Set down the records once more, please, exactly and with the pictures left out.

Point labeling dataset excerpts:
= = = =

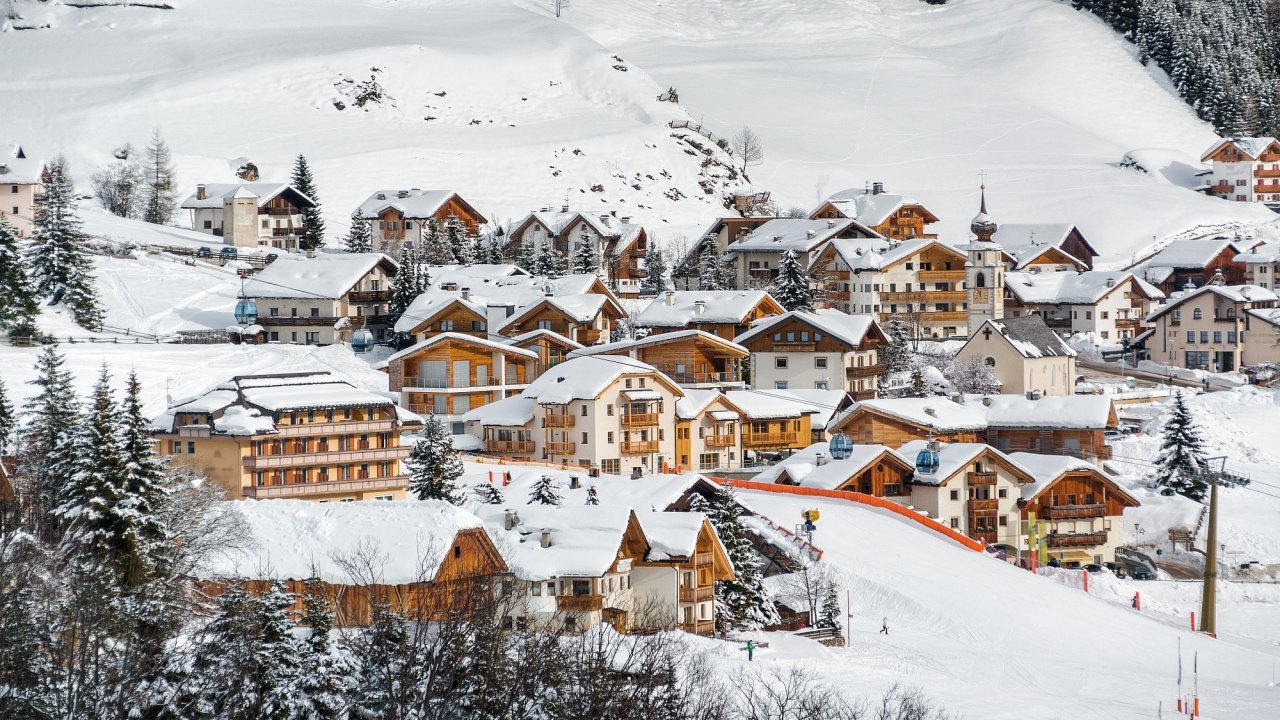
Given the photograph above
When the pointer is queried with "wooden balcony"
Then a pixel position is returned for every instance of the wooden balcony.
(579, 602)
(337, 458)
(982, 478)
(510, 446)
(561, 447)
(639, 419)
(311, 490)
(864, 372)
(696, 595)
(941, 276)
(1079, 540)
(1073, 511)
(768, 440)
(640, 447)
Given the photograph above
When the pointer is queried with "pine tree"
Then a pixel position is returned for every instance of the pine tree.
(312, 224)
(743, 602)
(360, 237)
(489, 493)
(545, 491)
(1182, 452)
(18, 308)
(434, 466)
(460, 245)
(656, 272)
(56, 263)
(160, 199)
(586, 256)
(791, 290)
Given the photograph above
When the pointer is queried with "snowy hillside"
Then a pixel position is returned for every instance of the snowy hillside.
(517, 109)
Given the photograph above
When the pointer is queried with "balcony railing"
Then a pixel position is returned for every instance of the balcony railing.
(579, 602)
(561, 447)
(864, 370)
(336, 458)
(640, 447)
(1080, 540)
(769, 440)
(639, 419)
(982, 478)
(310, 490)
(510, 446)
(696, 595)
(1073, 511)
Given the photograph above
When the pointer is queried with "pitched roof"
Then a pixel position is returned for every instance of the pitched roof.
(263, 191)
(327, 276)
(1029, 336)
(848, 328)
(679, 309)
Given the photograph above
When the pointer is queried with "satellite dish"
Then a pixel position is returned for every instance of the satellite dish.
(840, 447)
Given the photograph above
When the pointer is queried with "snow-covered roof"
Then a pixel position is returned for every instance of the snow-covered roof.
(414, 203)
(868, 208)
(803, 468)
(626, 346)
(465, 338)
(585, 378)
(17, 167)
(215, 194)
(513, 411)
(679, 309)
(848, 328)
(1073, 288)
(293, 540)
(1029, 336)
(1192, 254)
(796, 233)
(327, 276)
(1251, 146)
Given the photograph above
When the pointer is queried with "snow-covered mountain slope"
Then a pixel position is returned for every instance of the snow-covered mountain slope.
(530, 110)
(1042, 98)
(511, 108)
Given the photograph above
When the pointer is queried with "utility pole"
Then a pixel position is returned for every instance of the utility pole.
(1208, 597)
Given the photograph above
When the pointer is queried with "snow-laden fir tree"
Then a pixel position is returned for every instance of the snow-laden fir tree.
(1182, 452)
(489, 493)
(460, 245)
(55, 258)
(312, 224)
(656, 273)
(545, 491)
(586, 255)
(160, 195)
(18, 306)
(791, 290)
(434, 465)
(744, 602)
(360, 237)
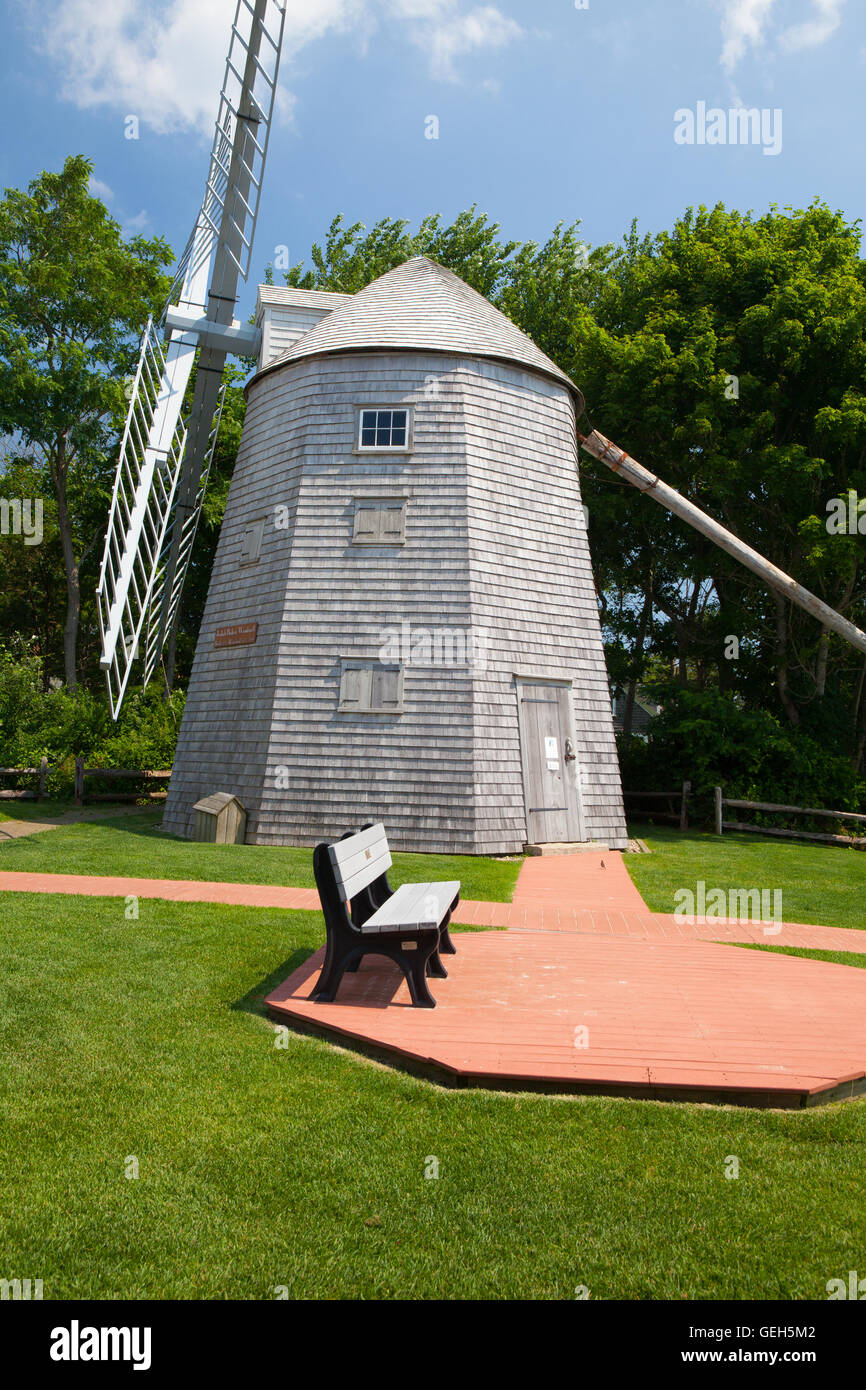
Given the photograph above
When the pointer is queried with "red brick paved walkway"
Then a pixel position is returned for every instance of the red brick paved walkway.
(585, 990)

= = = =

Solved exercise:
Given the photograph above
When the pointer is queried with "wooden balcony"
Then a pixel position is returned for every instance of the wooden balcony.
(579, 602)
(337, 458)
(982, 478)
(510, 446)
(561, 447)
(639, 419)
(311, 490)
(864, 372)
(696, 595)
(941, 276)
(1079, 540)
(1073, 511)
(768, 440)
(640, 447)
Given the photograph above
When the pointer is queried with "pine tree"
Then a pixel position is returned for every instance of the pine tree.
(312, 224)
(743, 602)
(360, 237)
(489, 493)
(545, 491)
(1182, 452)
(18, 308)
(434, 466)
(460, 245)
(656, 272)
(56, 263)
(160, 199)
(586, 256)
(791, 290)
Given the photograph above
When the pointer is queried with "snowy hillside"
Then a pixel position is returned for every instance of the snowy hillside.
(517, 109)
Given the photograph above
When the pointer is queried with "balcony railing"
Then a pixel position is returned for every instance of the balcony railing.
(579, 602)
(561, 447)
(864, 370)
(336, 458)
(640, 447)
(1080, 540)
(769, 440)
(639, 419)
(982, 478)
(310, 490)
(510, 446)
(696, 595)
(1073, 511)
Given the photograph above
When the pointer is queried with "pitched roof"
Then a pixel position is returned for every instance of the pitched roof.
(263, 191)
(327, 276)
(1029, 336)
(848, 328)
(679, 309)
Given the photograph above
When the pointer is queried with "satellite dish"
Then a pixel position is returned for every instance of the satellite dish.
(840, 447)
Given the photograph above
When the pointer is queried with "snow-covered roof"
Then a pixel position is returned for every instance of the snow-covered roof.
(414, 203)
(868, 208)
(803, 468)
(626, 346)
(465, 338)
(585, 378)
(17, 167)
(215, 194)
(513, 411)
(679, 309)
(848, 328)
(1073, 288)
(293, 540)
(1029, 336)
(1192, 254)
(796, 233)
(327, 276)
(1251, 146)
Given the photograph above
When the pointer is queried with "snow-covered mountain slope"
Then a pixel position is returned for every instance of the snow-covered mountain slope.
(530, 110)
(1042, 98)
(511, 108)
Given the photograph above
When the pointer is queried with "utility pole"
Then a pixel position is returned for every instance of the utility pole.
(1208, 597)
Given the photograph above
When the pointer is queried with "snow-laden fir tree"
Then a pixel position is returned for every instance of the snow-laden fir tree.
(1182, 452)
(489, 493)
(460, 245)
(55, 258)
(312, 224)
(656, 273)
(545, 491)
(586, 255)
(160, 195)
(18, 306)
(791, 290)
(434, 465)
(744, 602)
(360, 237)
Given the photograph above
When the pointer is queried with "red brick paved walkway"
Then a pixel position is returned for every instance of the red brick paved walkway.
(585, 990)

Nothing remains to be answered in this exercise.